*PROBLEM TO WORK ON*: Translate into French this sentence from the forum thread on the clean plate mentality: "I feel this is even more true nowadays, when the marginal utility of improved rigorousness is so low."

*TEXT EXTRACT*:

========================================================================

The ‘clean plate’ mentality drives us to overeat? - fcsuper
https://news.vanderbilt.edu/2018/11/27/the-clean-plate-mentality-drives-us-to-overeat-to-go-bags-can-help/
======
air7
I've come to believe that singular scientific papers should be consider "only
slightly above noise". Like ants leaving weak pheromones when they find food:
It works well in scale but close to random in the particular case. I feel this
is even more true nowadays, when the marginal utility of improved rigorousness
is so low.

This article reads to me like a PR piece for the (marketing) professor more
than an honest showcasing of scientific findings: The results are very
relatable and feel intuitively true so as a reader it's easy to pick it up as
"ammunition" for future family dinner discussions and thus are also good for
the media to publish. So there's no need for rigorous science. (I mean come
on, "participants were asked to imagine eating a certain number of cookies
(...) and then asked how much they wanted one more cookie.")

========================================================================

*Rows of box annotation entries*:
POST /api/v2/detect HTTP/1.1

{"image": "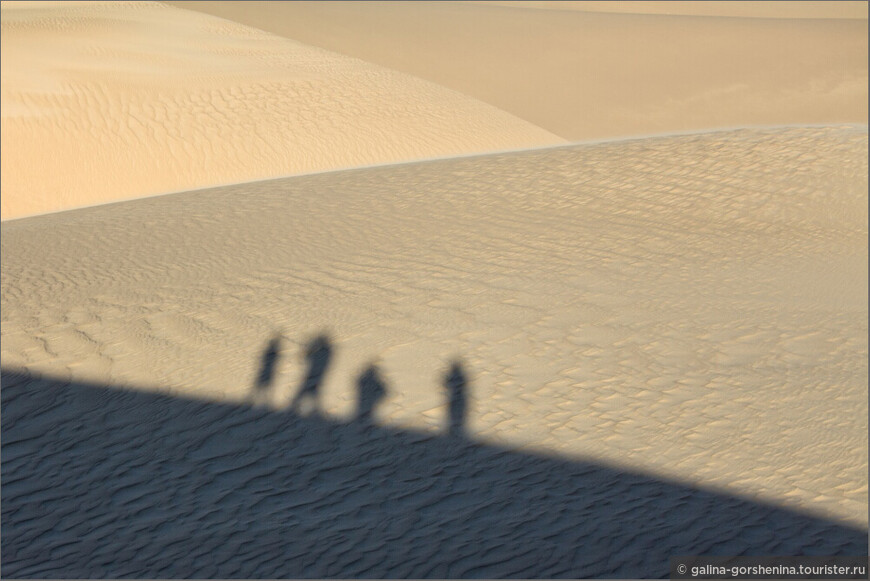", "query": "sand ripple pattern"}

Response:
[0,2,565,220]
[0,126,867,577]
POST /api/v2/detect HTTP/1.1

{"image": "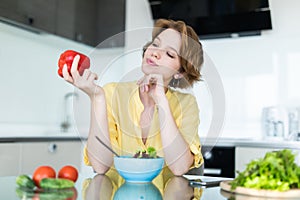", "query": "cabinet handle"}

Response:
[48,143,57,153]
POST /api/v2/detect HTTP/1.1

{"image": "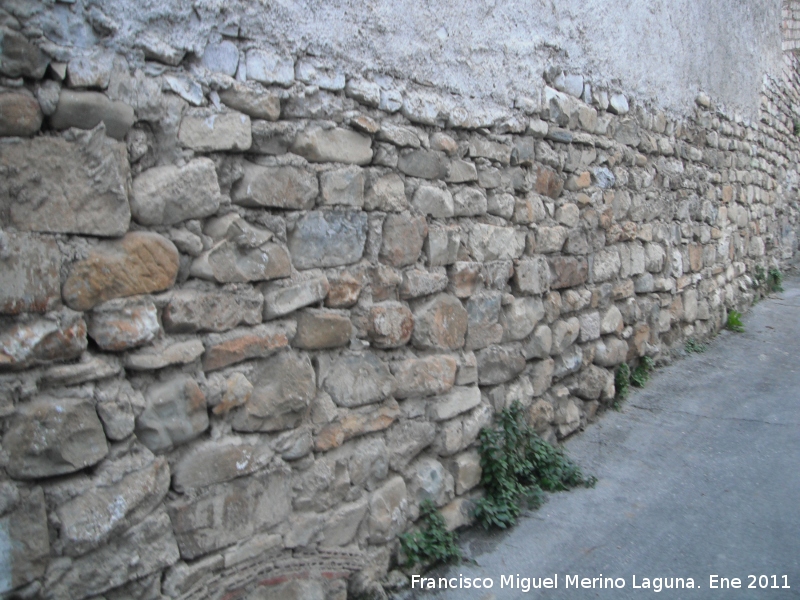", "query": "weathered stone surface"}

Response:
[43,510,179,600]
[55,445,169,556]
[364,173,408,212]
[391,356,458,398]
[550,317,581,356]
[0,128,131,236]
[231,162,319,210]
[549,256,589,290]
[406,458,455,506]
[322,352,395,408]
[0,232,61,314]
[172,437,275,493]
[466,292,503,350]
[411,294,468,350]
[41,353,122,387]
[203,321,296,371]
[425,223,461,267]
[3,393,108,479]
[477,344,525,385]
[453,187,487,217]
[233,352,316,431]
[292,308,353,350]
[178,108,253,152]
[500,298,544,342]
[161,290,264,333]
[367,301,414,348]
[514,256,550,295]
[289,210,367,269]
[189,239,292,283]
[0,27,50,79]
[467,223,525,262]
[522,325,553,360]
[136,375,208,452]
[428,386,481,421]
[319,166,364,208]
[94,380,144,442]
[50,89,136,140]
[400,267,448,300]
[291,127,372,165]
[368,475,409,544]
[325,271,361,308]
[130,158,220,225]
[261,275,330,320]
[380,212,428,267]
[88,298,161,351]
[0,488,50,594]
[411,185,455,219]
[397,149,450,179]
[594,335,628,367]
[62,231,178,310]
[0,90,42,137]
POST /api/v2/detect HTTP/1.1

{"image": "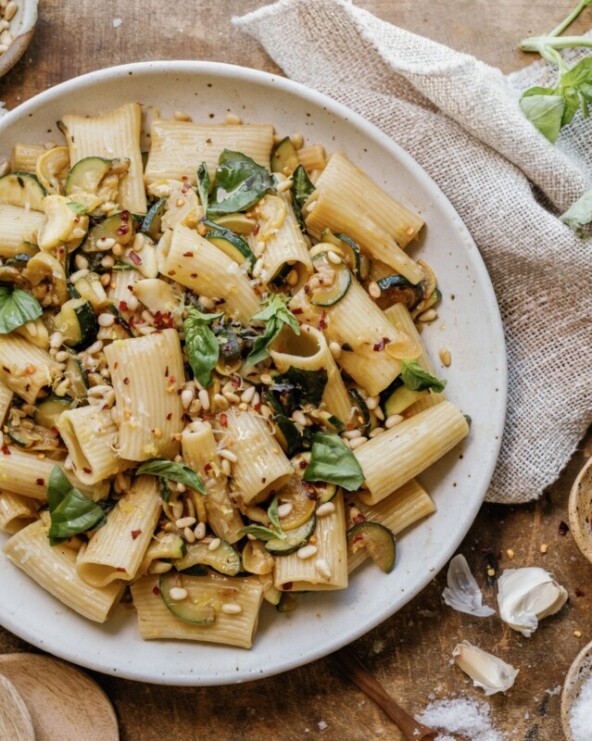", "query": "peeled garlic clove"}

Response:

========================================================================

*ANSWER TO THE PROBLEM*: J'ai le sentiment que c'est encore plus vrai de nos jours, alors que l'utilité marginale d'une rigueur accrue est si faible.